• **OBJECTIVE**
Count the lines in the material below that contain the word "instance", and give only that number.
______________________________
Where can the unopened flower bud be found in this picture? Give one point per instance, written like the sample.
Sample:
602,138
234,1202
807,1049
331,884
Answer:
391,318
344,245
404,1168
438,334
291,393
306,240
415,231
______________________________
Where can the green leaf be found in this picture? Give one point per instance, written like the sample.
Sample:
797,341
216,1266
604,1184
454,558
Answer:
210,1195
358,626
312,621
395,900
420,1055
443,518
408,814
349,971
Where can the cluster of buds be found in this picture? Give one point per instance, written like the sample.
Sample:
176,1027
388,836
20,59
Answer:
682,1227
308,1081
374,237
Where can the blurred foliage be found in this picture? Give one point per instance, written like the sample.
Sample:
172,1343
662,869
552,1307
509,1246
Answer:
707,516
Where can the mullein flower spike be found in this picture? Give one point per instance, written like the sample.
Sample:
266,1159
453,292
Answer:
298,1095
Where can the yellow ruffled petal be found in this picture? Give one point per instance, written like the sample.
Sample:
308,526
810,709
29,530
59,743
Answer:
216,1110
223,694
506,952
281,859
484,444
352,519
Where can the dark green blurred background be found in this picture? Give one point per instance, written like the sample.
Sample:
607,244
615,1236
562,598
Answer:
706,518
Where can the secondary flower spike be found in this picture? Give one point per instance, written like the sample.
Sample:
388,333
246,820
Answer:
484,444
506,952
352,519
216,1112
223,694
______________________________
• **RIGHT ANSWER**
8